▸ **SELECTED EXTRACT**
--- START ---
Believe it or not, reptile parasites have a lot of potential causes outside of feeder insects. Anti-parasitic medications can be traumatic for a reptile’s system, so although you can rely on repeated doses of medication to keep internal parasites in check, the best treatment is prevention. Here’s how to prevent reptile parasites from taking root in your collection!
Be Careful Where You Buy
Since parasites spread from infected animal to infected animal, breeders, pet stores, and even reptile rescues are common vectors of parasites. For example, cryptosporidiosis is particularly common in captive bred leopard geckos.
Before purchasing a reptile, demand proof of a clean fecal sample from the retailer. This is particularly important for breeders and reptile rescues. Avoid pet stores when you can. Aside from usually having parasite problems from cross-contamination, they also frequently sell wild-caught reptiles, which are often heavily parasitized.
Quarantine New Additions
When you bring home a new reptile, it’s important to quarantine the new addition before putting them in their long-term enclosure or even putting them in your reptile room. Quarantine is critical for protecting the rest of your reptiles from any parasites, viruses, or other pathogens the new addition might be carrying.
Quarantine should last at least 3 months, if not more. Perform a fecal check each month. Once any parasites have been diagnosed and treated, make sure the reptile passes two clear fecal checks before exiting quarantine.
Recycling is good practice in the context of materials like paper, plastic, metal, and glass, but it’s not good practice in your reptile room. Recycling is one of the most common ways that parasites spread in animal collections.
Don’t put uneaten prey from one enclosure into another enclosure, as this transfers one reptile’s germs to another. This is particularly the case for live feeders, which dine on the feces of the reptile while wandering around the enclosure, then carry those parasites to the next reptile that does eat them.
Similarly, if you have a colony, never return uneaten feeders back to the main colony. If the reptile they were exposed to has parasites, then returning those bugs to the colony risks spreading those parasites to all of the bugs in the colony. That way, you reintroduce parasites back to your reptile and every other reptile that eats those bugs.
--- END ---
▸ **DATA EXCERPTS**
--- START ---
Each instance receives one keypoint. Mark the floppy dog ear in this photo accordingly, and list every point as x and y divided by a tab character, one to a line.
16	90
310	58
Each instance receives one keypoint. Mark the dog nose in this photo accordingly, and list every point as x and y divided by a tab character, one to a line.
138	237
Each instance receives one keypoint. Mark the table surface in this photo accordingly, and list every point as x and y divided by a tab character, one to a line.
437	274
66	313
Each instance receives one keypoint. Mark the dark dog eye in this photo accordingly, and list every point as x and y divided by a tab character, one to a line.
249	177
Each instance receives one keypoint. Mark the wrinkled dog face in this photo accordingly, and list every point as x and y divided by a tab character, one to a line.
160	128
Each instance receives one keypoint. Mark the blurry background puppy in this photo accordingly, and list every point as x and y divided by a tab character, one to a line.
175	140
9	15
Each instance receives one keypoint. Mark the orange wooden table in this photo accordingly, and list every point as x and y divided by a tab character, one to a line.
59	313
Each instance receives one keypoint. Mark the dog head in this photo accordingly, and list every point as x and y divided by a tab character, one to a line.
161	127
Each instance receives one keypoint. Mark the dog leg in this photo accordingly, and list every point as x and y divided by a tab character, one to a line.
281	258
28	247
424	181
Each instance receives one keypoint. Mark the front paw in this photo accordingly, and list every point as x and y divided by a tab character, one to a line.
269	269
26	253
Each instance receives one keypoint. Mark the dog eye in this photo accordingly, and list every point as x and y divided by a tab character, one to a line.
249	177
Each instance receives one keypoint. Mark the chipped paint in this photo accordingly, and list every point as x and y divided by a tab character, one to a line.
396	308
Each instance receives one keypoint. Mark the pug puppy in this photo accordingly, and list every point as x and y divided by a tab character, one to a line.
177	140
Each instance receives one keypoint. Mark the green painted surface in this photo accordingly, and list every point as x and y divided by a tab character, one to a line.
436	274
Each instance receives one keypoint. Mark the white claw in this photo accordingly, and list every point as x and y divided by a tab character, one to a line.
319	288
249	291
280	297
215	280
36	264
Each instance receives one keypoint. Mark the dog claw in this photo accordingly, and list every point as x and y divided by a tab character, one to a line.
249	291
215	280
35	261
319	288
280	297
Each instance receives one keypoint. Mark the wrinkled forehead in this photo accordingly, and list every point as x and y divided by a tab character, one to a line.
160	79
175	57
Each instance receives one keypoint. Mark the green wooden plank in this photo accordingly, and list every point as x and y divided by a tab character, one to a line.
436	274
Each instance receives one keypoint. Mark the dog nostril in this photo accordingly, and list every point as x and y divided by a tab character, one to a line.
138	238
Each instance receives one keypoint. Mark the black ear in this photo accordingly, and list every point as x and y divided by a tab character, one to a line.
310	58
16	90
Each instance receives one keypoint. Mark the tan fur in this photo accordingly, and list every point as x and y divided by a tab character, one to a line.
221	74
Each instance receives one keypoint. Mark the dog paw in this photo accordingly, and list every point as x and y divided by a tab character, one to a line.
--- END ---
▸ **TO DO**
Write what comes next in the piece on preventing reptile parasites, starting after its last sentence. None of the data above matters here.

▸ **RESPONSE AREA**
Use Captive-Bred Prey
Wild-caught prey is more likely to contain intermediate-stage reptile parasites than captive-bred, especially ones that have been farmed in high-quality facilities with a high-quality diet. Don’t trust insects purchased from bait shops (ex: earthworms and waxworms) either, as the sanitation behind those feeders is questionable.
For best results, only purchase your feeders from reputable breeders with high standards of quality for their animals’ nutrition and hygiene, like DubiaRoaches.com!
Use Frozen-Thawed Prey
The freezing process kills most internal and external parasites, which means that frozen-thawed rodents are likely to be safer feeders for your reptile than live. Best practice is to make sure prey has been frozen solid for at least 30 days before thawing and offering as food.
Use More Canned Insects
The canning process involves cooking insects in the can under high temperatures. These temperatures are higher than most parasites can survive, which means that canned insects are likely to be safer than live or dried.
Remove Feces Immediately
Daily spot cleaning isn’t just to keep your enclosure looking tidy, or even to prevent your reptile from getting covered in its own poo. The immediate removal of feces goes a long way toward reducing the total parasite population by removing shed eggs. A reptile consistently exposed to its own feces can become reinfected by parasites that rely on direct transmission tactics, increasing its parasite load. For best results, don’t just remove the poo during spot cleaning — also remove the surrounding substrate which may have been contaminated.
And yes, this goes for bioactive setups, too!
Make Sure Husbandry is Correct
Poor husbandry leads to decreased immune function, which increases the likelihood that your reptile’s body will become overwhelmed by existing parasites. Insufficient UVB, low basking temperature, improper humidity, cohabitation, and other factors can lead to stress-induced booms in existing parasite populations.
Practice Good Hygiene
Good hygiene is more than just daily spot cleaning. Make sure to change your reptile’s substrate regularly — at least once a quarter for loose substrates, and solid substrates should be changed out every time they become contaminated.
Change your reptile’s drinking water often, at least twice a week, and scrub the water bowls with veterinary disinfectant like F10SC, Roccal, or Nolvasan at least twice a month.
Disinfect the enclosure during routine substrate changes with a veterinary disinfectant. Alternatively you can use 1-2tsp of antibacterial dish soap with ¼ to ½ cup bleach and 1 gallon of water. 5% ammonia is known to be effective on coccidia in particular.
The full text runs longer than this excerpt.